▶ OPDRACHTDOEL: Door wie is het vonnis volgens het documentfragment gewezen?

Dit vonnis is gewezen door mr. K.J. Bezuijen en uitgesproken ter openbare terechtzitting.

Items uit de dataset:
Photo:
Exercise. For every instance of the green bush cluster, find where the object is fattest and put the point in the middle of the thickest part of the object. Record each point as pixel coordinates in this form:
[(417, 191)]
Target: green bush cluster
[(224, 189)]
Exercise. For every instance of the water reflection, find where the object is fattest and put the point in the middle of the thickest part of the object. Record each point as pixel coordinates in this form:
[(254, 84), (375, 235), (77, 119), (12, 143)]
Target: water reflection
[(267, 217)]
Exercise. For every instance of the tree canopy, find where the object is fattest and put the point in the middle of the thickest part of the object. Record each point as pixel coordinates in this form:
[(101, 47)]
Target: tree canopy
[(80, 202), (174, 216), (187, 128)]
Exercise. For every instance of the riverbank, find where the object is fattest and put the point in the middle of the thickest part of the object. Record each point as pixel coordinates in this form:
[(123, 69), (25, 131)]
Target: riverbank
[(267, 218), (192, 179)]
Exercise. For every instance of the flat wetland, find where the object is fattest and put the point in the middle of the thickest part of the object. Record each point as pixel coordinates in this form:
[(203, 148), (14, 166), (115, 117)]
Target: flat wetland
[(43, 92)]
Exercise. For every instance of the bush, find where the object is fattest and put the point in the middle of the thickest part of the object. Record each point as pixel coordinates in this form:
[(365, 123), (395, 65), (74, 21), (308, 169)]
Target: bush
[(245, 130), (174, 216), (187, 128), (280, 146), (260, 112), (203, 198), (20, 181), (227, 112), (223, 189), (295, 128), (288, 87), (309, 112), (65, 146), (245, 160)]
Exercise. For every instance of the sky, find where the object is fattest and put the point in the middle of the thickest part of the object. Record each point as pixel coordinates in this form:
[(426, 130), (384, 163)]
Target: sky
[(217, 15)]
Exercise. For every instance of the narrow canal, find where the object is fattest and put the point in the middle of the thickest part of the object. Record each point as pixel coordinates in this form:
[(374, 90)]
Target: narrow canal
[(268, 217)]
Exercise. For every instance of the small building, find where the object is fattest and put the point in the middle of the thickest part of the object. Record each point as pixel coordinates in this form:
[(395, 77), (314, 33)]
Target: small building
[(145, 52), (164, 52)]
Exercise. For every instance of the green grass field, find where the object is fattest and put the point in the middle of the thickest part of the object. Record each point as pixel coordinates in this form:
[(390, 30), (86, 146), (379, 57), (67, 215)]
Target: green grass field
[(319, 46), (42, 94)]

▶ OPLOSSING: Door mr. K.J. Bezuijen.